Secondo Anello Blu. Di fronte, al di là del campo, il Secondo Verde. La voce delle curve arriva prima del fischio d’inizio e resta nell’aria anche quando tutto tace. La Curva Nord e la Curva Sud sono il cuore e la memoria del Meazza, La Scala del calcio — quella che oggi rischia di essere demolita, e domani chissà. Intanto, si canta. Per spingere la squadra o colpire l’avversario, per celebrare un trionfo o sfogare la rabbia. C’è chi intona i cori come inni sacri e chi li urla con la voce spezzata. Alcuni di essi diventano virali su TikTok, altri restano lì, sugli spalti che tremano sotto migliaia di piedi.
Quando le curve finiscono sui giornali, è quasi sempre per qualche brutta storia – violenza, arresti, inchieste, intrecci poco limpidi – e le milanesi non fanno eccezione. Chi le abita, però, sa che lì dentro il calcio si vive in un modo che non si può spiegare in streaming. È una questione di fede. E ogni fede ha le sue preghiere così come quelle che animeranno il derby di Milano.

### Uso delle informazioni
1. Secondo il testo sulle curve del Meazza, quale settore si trova di fronte al Secondo Anello Blu, al di là del campo?
2. Prosegui il testo sulle curve del Meazza a partire dalla sua ultima frase.
Le voci non hanno alcun ruolo in questo lavoro.

### Voci estratte
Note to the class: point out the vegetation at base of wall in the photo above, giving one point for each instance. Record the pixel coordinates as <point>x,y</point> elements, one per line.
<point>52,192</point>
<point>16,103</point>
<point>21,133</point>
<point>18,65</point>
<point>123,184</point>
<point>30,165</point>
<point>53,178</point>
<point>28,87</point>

### Risposte scritte
1. Il Secondo Verde.

2.
La Curva Sud non canta. La Curva Sud declama. E negli ultimi anni, lo fa con una vena poetica sorprendentemente ispirata. Anche quando insulta, lo fa con stile. O quasi. Chiunque abbia messo piede a San Siro, lato Milan, sa cosa succede quando parte “Forza Diavolo alè, vivo solo per te”. È più di un coro: è una dichiarazione d’amore incondizionata. Lo stadio trema, letteralmente. È un “noi ci siamo” che non ha bisogno di spiegazioni. È l’anima rossonera che si manifesta, anche quando in campo non c’è più niente da dire — o da salvare.
Ma certo, non c’è Curva senza sfottò. E la Sud, quando punge, sa essere quasi elegante. Il capolavoro in questo senso è il celebre: “Luglio e agosto l’interista sogna sotto l’ombrellone”, un classico degli anni ‘90 che sa di rivalsa e orgoglio, da intonare quando i cugini inciampano o nei momenti più amari, per ricordare che a San Siro il Milan non si discute.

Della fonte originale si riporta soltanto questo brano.